JATIREJO, Jawa Pos Radar Mojokerto – Ekskavasi Situs Kumitir, di Desa Kumitir, Kecamatan Jatirejo, Kabupaten Mojokerto, terganjal minimnya anggaran. Baik dari Pemerintah Kabupaten Mojokero maupun dari pemerintah pusat. Terbukti, sejak tahun 2017 awal ditemukannya situs, baru bisa diekskavasi akhir bulan Oktober lalu. Itu pun hanya dilakukan dalam waktu 10 hari saja.
Sehingga, diperkirakan ekskvasi baru bisa dilanjutkan pada tahun 2020 mendatang. Direktur Pelestarian Cagar Budaya dan Permuseuman Dirjen Kebudayaan Kemendikbud Fitra Arda, mengatakan, anggaran untuk penanganan Situs Kumitir di tahun ini memang tergolong minim. ”Tahun ini pemerintah hanya mengalokasikan dana Rp 2 miliar,” katanya saat mengunjungi Situs Kumitir bersama Wabup Pungkasiadi kemarin. Dana itu pun dimanfaatkan untuk ekskavasi penemuan situs di seluruh Indonesia.
Dengan demikian, ekskavasi kali ini hanya sebatas menampakkan sekitar 100 meter dari total 200 meter struktur talud kuno diperkirakan mengelilingi sebuah bangunan suci ini. Sementara, sejumlah para perajin bata merah di Situs Kumitir tetap meminta dana konpensasi atas tanah sewa mereka yang masuk ke wilayah situs. Namun, sampai saat ini kompensasi tersebut belum masuk dalam anggaran 2020.

■ **TUGAS A**
Jawablah pertanyaan berikut berdasarkan berita tentang Situs Kumitir di atas.
(i) Berapa hari ekskavasi pada akhir bulan Oktober dilakukan?
(ii) Berapa dana yang dialokasikan pemerintah tahun ini menurut Fitra Arda?
(iii) Berapa meter struktur talud kuno yang ditampakkan dalam ekskavasi kali ini?

■ **DAFTAR TERLAMPIR**
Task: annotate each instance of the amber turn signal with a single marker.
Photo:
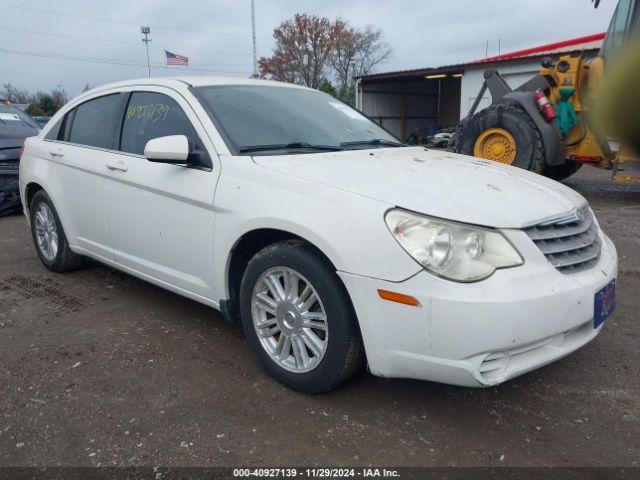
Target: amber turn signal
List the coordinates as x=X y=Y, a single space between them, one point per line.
x=399 y=298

■ **TUGAS B**
Ulangi seluruh baris dalam daftar pelabelan foto di atas kata demi kata, tetapi jangan sertakan gambarnya.

■ **JAWABAN LENGKAP A**
(i) Ekskavasi hanya dilakukan selama 10 hari.
(ii) Pemerintah hanya mengalokasikan dana Rp 2 miliar.
(iii) Ekskavasi menampakkan sekitar 100 meter dari total 200 meter struktur talud kuno.

■ **JAWABAN LENGKAP B**
Task: annotate each instance of the amber turn signal with a single marker.
Photo:
Target: amber turn signal
List the coordinates as x=X y=Y, a single space between them, one point per line.
x=399 y=298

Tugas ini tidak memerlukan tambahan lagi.